Lay out the material below as a two-column CSV with the header row request,answer. Give one row per request with its text and its answer, put each in a single quoted field, and replace any line breaks inside a field with spaces.

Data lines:
>> START

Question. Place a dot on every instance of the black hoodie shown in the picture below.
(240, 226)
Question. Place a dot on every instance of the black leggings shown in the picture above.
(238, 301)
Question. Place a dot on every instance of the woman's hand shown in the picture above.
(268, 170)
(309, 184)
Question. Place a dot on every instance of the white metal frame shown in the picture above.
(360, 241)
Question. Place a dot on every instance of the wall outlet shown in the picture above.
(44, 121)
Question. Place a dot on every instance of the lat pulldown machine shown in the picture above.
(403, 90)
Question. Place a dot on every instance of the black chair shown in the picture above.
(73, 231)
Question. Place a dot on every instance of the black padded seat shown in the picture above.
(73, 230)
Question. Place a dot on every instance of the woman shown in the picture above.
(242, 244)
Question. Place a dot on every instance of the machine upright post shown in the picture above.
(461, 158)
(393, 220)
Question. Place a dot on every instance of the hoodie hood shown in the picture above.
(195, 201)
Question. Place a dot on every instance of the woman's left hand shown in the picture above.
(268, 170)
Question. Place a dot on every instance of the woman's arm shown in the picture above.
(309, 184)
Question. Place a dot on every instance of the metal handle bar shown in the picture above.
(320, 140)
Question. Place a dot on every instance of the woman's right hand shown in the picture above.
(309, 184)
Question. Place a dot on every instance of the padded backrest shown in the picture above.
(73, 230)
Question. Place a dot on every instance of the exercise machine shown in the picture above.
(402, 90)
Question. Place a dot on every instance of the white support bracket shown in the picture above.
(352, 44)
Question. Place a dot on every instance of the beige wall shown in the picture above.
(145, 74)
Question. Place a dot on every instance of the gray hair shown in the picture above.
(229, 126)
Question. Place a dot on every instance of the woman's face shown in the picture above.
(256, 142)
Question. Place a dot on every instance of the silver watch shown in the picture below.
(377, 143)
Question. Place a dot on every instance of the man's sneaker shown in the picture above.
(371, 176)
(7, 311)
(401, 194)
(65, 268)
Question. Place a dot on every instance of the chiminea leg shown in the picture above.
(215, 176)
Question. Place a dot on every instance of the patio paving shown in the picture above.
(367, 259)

>> END

* [Solution below]
request,answer
"Question. Place a dot on every instance of the black hoodie shown in the picture below.","(240, 226)"
"Question. Place a dot on every instance of the black leggings shown in the picture above.","(238, 301)"
"Question. Place a dot on every instance of the woman's hand shown in the picture above.","(268, 170) (309, 184)"
"Question. Place a dot on every instance of the white metal frame shown in the picture above.","(360, 241)"
"Question. Place a dot on every instance of the wall outlet shown in the picture above.","(44, 121)"
"Question. Place a dot on every instance of the lat pulldown machine shown in the picture above.","(403, 90)"
"Question. Place a dot on every instance of the black chair shown in the picture above.","(73, 231)"
"Question. Place a dot on every instance of the black padded seat shown in the picture above.","(73, 230)"
"Question. Place a dot on every instance of the woman shown in the picture above.","(242, 244)"
"Question. Place a dot on every instance of the machine upright post shown in the picture above.","(461, 158) (393, 220)"
"Question. Place a dot on every instance of the hoodie hood shown in the picture above.","(195, 201)"
"Question. Place a dot on every instance of the woman's left hand shown in the picture above.","(268, 170)"
"Question. Place a dot on every instance of the woman's arm shown in the picture above.","(309, 184)"
"Question. Place a dot on every instance of the metal handle bar shown in the picture above.","(320, 140)"
"Question. Place a dot on every instance of the woman's right hand shown in the picture above.","(309, 184)"
"Question. Place a dot on every instance of the padded backrest shown in the picture above.","(73, 230)"
"Question. Place a dot on every instance of the exercise machine shown in the picture above.","(402, 90)"
"Question. Place a dot on every instance of the white support bracket shown in the picture above.","(352, 44)"
"Question. Place a dot on every instance of the beige wall shown in the picture above.","(145, 74)"
"Question. Place a dot on every instance of the gray hair shown in the picture above.","(229, 126)"
"Question. Place a dot on every instance of the woman's face shown in the picture above.","(256, 142)"
"Question. Place a dot on every instance of the silver watch shown in the picture below.","(377, 143)"
"Question. Place a dot on every instance of the man's sneaker shown in the picture above.","(371, 176) (7, 311) (401, 194) (65, 268)"
"Question. Place a dot on every instance of the chiminea leg shown in the picture above.","(215, 176)"
"Question. Place a dot on every instance of the patio paving shown in the picture above.","(367, 259)"